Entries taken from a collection
- Opening Delimiter -

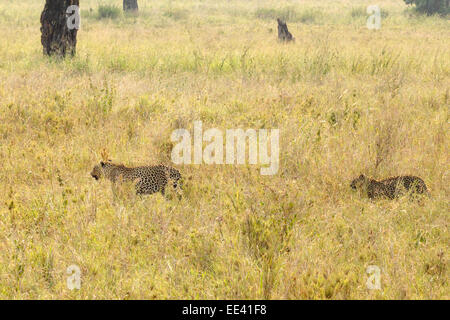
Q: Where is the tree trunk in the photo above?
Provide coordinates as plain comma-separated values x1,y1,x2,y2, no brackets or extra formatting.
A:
123,0,139,12
277,18,294,42
40,0,79,57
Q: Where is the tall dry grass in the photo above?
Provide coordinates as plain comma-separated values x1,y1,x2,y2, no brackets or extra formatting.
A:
0,0,448,299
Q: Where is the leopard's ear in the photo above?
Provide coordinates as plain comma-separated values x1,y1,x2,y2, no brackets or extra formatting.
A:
359,174,365,179
100,161,105,167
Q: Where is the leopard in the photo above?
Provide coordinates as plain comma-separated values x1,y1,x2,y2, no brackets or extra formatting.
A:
91,160,182,197
350,174,429,200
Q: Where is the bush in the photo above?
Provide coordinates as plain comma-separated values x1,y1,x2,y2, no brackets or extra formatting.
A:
254,6,298,22
163,7,190,20
404,0,449,15
350,7,366,18
97,5,122,19
254,6,324,24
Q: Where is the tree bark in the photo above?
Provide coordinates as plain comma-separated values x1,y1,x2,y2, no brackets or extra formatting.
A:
277,18,294,42
40,0,79,57
123,0,139,12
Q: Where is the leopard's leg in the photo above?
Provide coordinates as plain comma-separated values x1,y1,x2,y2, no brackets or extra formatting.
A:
111,182,120,204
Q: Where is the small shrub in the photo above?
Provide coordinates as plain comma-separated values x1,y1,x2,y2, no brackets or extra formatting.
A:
350,7,366,18
163,7,189,20
298,8,324,24
97,5,121,20
254,6,298,22
381,8,390,18
404,0,449,15
255,6,323,24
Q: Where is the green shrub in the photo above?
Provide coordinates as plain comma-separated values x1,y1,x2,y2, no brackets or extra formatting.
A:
163,7,189,20
255,6,323,23
298,8,324,24
404,0,449,15
255,7,298,22
350,7,367,18
97,5,122,20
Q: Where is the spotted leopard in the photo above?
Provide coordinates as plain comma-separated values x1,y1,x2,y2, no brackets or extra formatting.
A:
350,174,429,200
91,160,182,197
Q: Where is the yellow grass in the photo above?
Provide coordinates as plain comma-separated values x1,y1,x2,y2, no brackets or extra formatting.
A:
0,0,448,299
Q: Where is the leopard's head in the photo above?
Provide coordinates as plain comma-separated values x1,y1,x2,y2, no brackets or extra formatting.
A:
91,160,114,180
350,174,368,191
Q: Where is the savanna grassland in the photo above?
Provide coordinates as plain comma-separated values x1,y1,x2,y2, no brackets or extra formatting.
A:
0,0,448,299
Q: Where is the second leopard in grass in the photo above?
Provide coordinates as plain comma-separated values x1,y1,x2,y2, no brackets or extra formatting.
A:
350,174,429,200
91,160,182,197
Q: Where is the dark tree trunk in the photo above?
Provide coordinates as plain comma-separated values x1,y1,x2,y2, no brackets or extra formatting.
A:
277,18,294,42
123,0,139,12
40,0,79,57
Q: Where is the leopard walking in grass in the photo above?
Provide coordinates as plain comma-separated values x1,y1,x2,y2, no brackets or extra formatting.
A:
91,160,182,198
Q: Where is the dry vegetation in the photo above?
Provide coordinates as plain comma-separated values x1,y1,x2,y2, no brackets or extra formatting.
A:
0,0,448,299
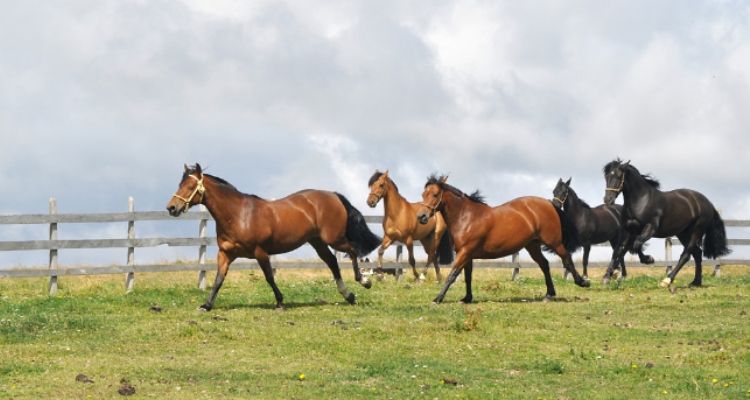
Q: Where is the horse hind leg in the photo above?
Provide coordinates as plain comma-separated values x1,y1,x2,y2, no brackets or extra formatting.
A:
310,238,356,304
331,240,372,289
526,241,556,300
660,232,701,288
419,236,437,282
547,242,590,289
689,245,703,287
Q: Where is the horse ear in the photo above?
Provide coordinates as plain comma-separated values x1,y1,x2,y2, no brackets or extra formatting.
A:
375,169,380,173
383,170,389,177
566,177,571,186
184,164,189,172
440,175,449,183
623,160,631,168
195,163,203,175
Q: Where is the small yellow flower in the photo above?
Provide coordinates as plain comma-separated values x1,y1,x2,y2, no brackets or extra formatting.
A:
298,374,305,380
632,364,637,369
713,378,718,383
191,299,196,303
724,383,729,387
663,390,668,394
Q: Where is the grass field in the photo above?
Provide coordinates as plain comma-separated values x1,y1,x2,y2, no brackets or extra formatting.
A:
1,265,749,399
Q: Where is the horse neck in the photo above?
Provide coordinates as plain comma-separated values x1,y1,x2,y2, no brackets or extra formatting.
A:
440,190,476,230
381,182,409,218
565,188,588,216
200,177,247,225
622,170,657,205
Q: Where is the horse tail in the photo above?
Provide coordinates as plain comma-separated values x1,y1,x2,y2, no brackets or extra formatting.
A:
703,208,731,259
544,203,582,254
334,192,382,258
436,230,454,265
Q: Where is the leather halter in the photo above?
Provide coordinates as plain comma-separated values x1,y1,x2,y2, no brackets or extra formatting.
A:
552,188,568,207
420,190,443,216
172,174,205,213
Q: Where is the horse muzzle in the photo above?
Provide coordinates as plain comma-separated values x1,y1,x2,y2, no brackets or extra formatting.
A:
167,204,184,217
416,211,430,225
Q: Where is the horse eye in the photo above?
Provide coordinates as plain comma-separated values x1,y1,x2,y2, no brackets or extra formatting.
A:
188,186,195,190
433,193,438,197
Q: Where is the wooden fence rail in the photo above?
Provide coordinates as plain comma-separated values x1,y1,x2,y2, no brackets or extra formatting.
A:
1,198,749,294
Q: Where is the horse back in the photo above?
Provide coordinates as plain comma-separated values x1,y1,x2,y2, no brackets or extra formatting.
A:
474,196,558,256
656,189,715,236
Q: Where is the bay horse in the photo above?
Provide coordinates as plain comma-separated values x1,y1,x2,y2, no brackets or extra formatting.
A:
552,177,654,279
166,164,381,311
367,170,454,282
601,159,731,287
416,174,590,304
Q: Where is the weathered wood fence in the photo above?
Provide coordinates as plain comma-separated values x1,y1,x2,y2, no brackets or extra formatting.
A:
1,198,749,294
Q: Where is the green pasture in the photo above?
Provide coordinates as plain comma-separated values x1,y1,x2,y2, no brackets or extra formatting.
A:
1,265,749,399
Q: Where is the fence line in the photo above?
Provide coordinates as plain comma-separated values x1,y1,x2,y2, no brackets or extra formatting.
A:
1,197,749,294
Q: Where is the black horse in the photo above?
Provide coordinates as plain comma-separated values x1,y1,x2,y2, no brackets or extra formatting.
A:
601,159,731,287
552,178,654,279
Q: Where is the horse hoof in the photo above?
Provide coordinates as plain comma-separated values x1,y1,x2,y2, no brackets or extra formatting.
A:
659,278,671,288
643,256,655,264
346,293,356,305
196,304,211,312
362,279,372,290
689,281,702,288
542,295,555,302
430,301,438,306
376,274,385,281
602,277,610,286
460,297,473,304
579,280,591,288
275,306,286,311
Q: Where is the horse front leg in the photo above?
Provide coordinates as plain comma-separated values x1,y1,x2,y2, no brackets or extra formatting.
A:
405,239,420,281
603,230,631,285
582,244,591,280
376,236,393,281
199,250,235,312
432,251,470,304
256,253,285,310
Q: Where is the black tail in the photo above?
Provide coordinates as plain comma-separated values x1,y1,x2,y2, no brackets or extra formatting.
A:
703,209,731,259
544,203,583,254
437,230,454,265
335,193,381,258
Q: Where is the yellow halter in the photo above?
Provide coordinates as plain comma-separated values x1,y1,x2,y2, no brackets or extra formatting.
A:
553,189,568,207
420,190,443,215
172,174,205,213
606,173,625,194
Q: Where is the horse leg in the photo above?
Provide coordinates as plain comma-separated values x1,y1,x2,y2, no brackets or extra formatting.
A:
199,250,234,312
460,260,474,304
582,244,591,280
310,238,356,305
603,231,631,285
419,236,437,282
376,236,393,281
660,232,699,288
256,253,285,310
689,245,704,287
432,251,470,304
632,222,657,257
526,241,556,300
405,239,420,281
331,241,372,289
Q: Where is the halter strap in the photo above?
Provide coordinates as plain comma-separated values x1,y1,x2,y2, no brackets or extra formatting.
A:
172,174,205,213
552,189,568,207
420,191,443,214
606,173,625,193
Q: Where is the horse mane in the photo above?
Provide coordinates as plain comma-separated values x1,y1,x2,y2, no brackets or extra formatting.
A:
184,165,264,199
367,171,398,191
603,159,661,190
425,173,487,205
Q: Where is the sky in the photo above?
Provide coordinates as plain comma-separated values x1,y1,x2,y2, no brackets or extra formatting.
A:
1,0,750,268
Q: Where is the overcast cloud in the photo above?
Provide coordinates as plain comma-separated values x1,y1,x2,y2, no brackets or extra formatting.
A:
2,1,750,267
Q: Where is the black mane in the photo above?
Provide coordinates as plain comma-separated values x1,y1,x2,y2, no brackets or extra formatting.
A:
568,187,591,209
367,171,398,191
425,173,486,205
603,159,661,190
183,165,264,199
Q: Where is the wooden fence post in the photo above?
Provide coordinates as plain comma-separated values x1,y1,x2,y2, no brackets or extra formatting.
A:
511,252,520,281
395,245,403,281
713,208,722,277
48,198,58,295
198,204,207,289
665,238,672,275
126,197,135,293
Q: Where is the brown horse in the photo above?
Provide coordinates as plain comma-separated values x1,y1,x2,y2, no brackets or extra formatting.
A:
416,174,590,304
166,164,381,311
367,170,454,282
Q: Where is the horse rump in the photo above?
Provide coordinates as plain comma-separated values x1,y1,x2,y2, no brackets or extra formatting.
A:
334,192,382,258
703,209,731,259
544,203,583,254
437,230,454,265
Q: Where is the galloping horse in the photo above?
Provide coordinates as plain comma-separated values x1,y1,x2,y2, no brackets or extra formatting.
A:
166,164,381,311
367,170,453,282
416,174,590,304
602,159,730,287
552,178,654,279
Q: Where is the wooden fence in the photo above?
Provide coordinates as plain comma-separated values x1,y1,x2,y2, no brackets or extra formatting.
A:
1,198,749,294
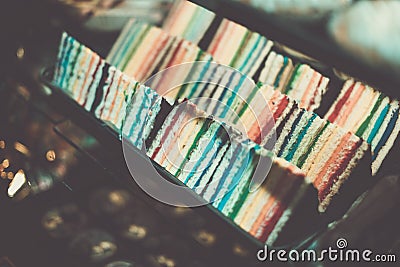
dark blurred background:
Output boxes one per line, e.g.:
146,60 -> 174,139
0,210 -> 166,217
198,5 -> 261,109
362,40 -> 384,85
0,1 -> 399,267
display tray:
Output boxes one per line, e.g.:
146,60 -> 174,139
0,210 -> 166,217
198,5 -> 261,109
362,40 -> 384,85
39,65 -> 381,257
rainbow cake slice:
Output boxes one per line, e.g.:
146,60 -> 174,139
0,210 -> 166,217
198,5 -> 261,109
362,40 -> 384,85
257,50 -> 331,112
231,157 -> 314,245
325,79 -> 400,175
207,19 -> 273,78
283,63 -> 329,111
258,51 -> 294,92
107,19 -> 210,84
106,19 -> 150,71
162,0 -> 216,44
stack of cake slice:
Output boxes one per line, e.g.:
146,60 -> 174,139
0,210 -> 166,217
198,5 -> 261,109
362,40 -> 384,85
55,33 -> 369,215
159,2 -> 398,175
54,33 -> 321,245
161,1 -> 331,111
162,0 -> 216,44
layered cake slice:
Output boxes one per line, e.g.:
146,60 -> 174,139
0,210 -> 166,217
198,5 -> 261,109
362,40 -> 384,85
223,154 -> 316,245
106,19 -> 150,70
284,64 -> 330,111
207,19 -> 273,77
108,19 -> 210,87
325,79 -> 400,174
162,0 -> 216,44
258,51 -> 294,92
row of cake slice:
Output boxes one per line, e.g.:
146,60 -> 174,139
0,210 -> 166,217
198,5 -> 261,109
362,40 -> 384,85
54,32 -> 319,245
105,19 -> 389,181
160,0 -> 400,175
107,19 -> 329,112
54,32 -> 368,214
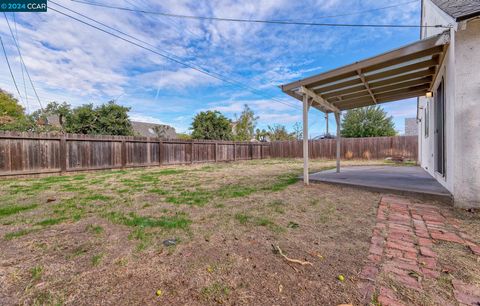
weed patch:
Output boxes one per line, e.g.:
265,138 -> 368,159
234,213 -> 283,233
30,265 -> 44,281
106,212 -> 190,229
4,228 -> 35,240
0,203 -> 38,218
166,190 -> 212,206
84,194 -> 111,202
266,173 -> 298,192
86,224 -> 104,235
201,282 -> 230,302
36,217 -> 66,227
91,253 -> 104,266
234,213 -> 251,224
149,188 -> 169,195
218,185 -> 258,198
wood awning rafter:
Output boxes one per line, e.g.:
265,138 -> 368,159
280,31 -> 450,112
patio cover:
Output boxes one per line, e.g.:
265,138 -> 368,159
279,31 -> 450,184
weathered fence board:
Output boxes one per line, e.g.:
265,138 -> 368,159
0,131 -> 416,177
0,132 -> 270,176
270,136 -> 417,160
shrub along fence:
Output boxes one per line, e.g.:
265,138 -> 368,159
0,132 -> 417,177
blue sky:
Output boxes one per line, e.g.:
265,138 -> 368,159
0,0 -> 423,136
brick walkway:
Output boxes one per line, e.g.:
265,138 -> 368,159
358,195 -> 480,306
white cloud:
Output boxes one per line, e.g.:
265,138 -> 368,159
136,68 -> 220,90
0,0 -> 421,126
129,113 -> 167,124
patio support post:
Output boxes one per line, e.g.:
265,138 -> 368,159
335,111 -> 341,173
303,94 -> 310,184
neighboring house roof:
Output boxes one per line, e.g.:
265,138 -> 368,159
131,121 -> 176,139
46,115 -> 61,127
46,115 -> 176,138
431,0 -> 480,21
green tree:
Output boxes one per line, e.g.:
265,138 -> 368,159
65,101 -> 133,136
191,110 -> 233,140
95,101 -> 133,135
267,124 -> 295,141
0,88 -> 37,132
31,101 -> 71,130
341,106 -> 396,138
65,104 -> 97,134
176,133 -> 192,140
0,89 -> 24,118
234,104 -> 258,141
292,122 -> 303,140
255,128 -> 268,142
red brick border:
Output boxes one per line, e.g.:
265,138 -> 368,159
358,195 -> 480,305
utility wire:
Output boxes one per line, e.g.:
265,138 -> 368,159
0,36 -> 25,105
13,12 -> 29,113
70,0 -> 450,29
48,4 -> 301,110
3,13 -> 43,110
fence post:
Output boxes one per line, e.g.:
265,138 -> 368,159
233,143 -> 236,161
60,135 -> 67,173
121,139 -> 127,169
190,140 -> 194,164
260,144 -> 264,159
249,143 -> 253,160
214,142 -> 218,162
159,140 -> 163,165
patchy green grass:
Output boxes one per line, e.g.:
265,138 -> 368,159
69,245 -> 89,258
106,212 -> 191,229
35,217 -> 66,227
4,228 -> 35,240
84,194 -> 111,202
200,282 -> 230,302
30,265 -> 44,281
86,224 -> 104,235
149,188 -> 169,195
166,190 -> 212,206
91,253 -> 104,266
0,204 -> 38,218
234,213 -> 251,225
287,221 -> 300,229
234,213 -> 283,233
217,185 -> 258,198
266,173 -> 299,192
268,199 -> 286,214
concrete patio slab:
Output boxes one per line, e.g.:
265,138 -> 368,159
308,166 -> 452,201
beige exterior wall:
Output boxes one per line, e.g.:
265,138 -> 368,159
418,0 -> 480,208
452,19 -> 480,208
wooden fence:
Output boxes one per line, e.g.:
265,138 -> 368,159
270,136 -> 418,160
0,132 -> 270,177
0,132 -> 417,177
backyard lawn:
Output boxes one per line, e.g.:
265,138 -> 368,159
0,159 -> 478,305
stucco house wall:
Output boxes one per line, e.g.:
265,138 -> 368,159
418,0 -> 480,208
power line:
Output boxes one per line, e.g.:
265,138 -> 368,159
47,4 -> 301,110
0,36 -> 25,105
3,13 -> 43,110
13,12 -> 29,114
70,0 -> 450,29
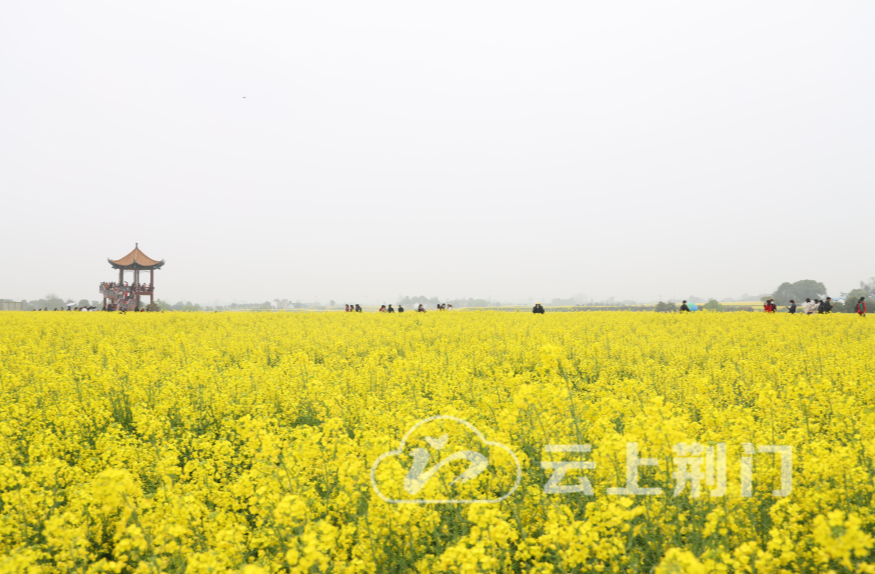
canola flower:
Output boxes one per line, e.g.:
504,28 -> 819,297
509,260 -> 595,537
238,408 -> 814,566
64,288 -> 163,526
0,311 -> 873,573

- Closing Delimiter -

- ASSIGNED TASK: Go through the data and copy every line that includes "weathered".

- RESULT:
Q: Where is the weathered wood fence in the photo above?
weathered fence board:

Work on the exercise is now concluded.